--- start ---
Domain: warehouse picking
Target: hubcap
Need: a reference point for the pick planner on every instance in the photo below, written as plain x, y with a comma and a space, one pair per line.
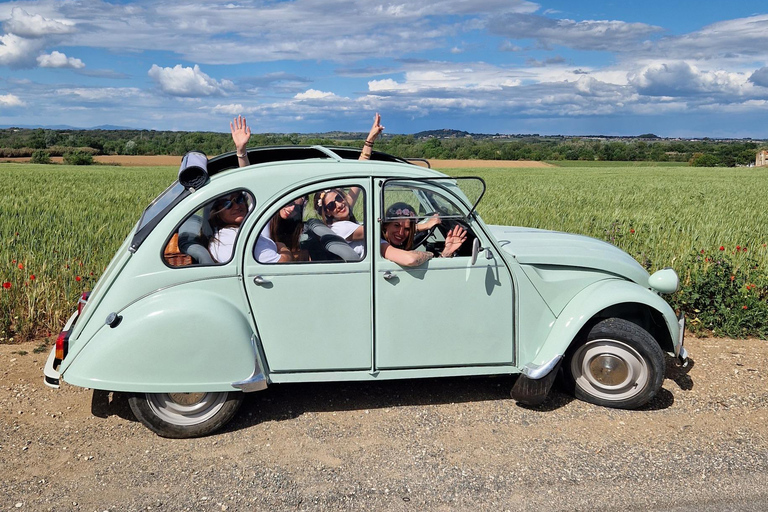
186, 409
609, 370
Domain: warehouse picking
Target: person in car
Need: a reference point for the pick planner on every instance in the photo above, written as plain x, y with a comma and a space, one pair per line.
397, 237
227, 214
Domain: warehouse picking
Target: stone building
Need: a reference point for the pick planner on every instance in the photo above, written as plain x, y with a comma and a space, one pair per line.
762, 158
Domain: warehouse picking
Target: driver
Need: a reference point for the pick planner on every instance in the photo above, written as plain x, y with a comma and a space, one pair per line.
397, 237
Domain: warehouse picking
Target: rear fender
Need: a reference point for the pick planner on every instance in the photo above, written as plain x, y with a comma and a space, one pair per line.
590, 302
170, 341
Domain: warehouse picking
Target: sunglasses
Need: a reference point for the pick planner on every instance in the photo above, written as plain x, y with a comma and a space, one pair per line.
404, 212
229, 203
329, 207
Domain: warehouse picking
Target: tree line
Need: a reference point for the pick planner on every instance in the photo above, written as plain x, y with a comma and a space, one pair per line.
47, 142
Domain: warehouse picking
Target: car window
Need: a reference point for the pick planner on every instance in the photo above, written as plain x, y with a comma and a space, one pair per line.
325, 225
208, 235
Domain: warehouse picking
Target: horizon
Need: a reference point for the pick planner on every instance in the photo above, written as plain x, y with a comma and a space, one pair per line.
678, 70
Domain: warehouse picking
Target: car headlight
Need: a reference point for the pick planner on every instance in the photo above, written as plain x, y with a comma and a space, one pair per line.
664, 281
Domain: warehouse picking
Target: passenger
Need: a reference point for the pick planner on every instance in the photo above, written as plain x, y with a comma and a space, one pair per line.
397, 238
226, 216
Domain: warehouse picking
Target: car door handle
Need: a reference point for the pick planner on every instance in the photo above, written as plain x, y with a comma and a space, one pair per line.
260, 281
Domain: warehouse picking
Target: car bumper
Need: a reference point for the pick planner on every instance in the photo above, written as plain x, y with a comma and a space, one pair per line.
50, 373
680, 353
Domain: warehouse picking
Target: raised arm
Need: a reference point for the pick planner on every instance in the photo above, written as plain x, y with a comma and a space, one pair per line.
241, 134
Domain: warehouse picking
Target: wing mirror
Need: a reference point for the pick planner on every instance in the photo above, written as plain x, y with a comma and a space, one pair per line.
476, 251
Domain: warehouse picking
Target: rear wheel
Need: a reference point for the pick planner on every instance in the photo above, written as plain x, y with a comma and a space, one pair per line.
617, 364
180, 415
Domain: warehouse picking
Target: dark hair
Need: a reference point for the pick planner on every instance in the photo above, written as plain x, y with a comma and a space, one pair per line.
320, 207
286, 231
391, 216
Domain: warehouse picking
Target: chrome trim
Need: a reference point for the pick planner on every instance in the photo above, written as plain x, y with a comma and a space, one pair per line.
51, 376
538, 371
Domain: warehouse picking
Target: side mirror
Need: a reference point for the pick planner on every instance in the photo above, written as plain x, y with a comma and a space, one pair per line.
475, 250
--- end ---
#### [TASK DIRECTIONS]
Pull out every line of the items above that contains the string "mirror".

#### [FULL RESPONSE]
Target: wing mirror
Target: side mirror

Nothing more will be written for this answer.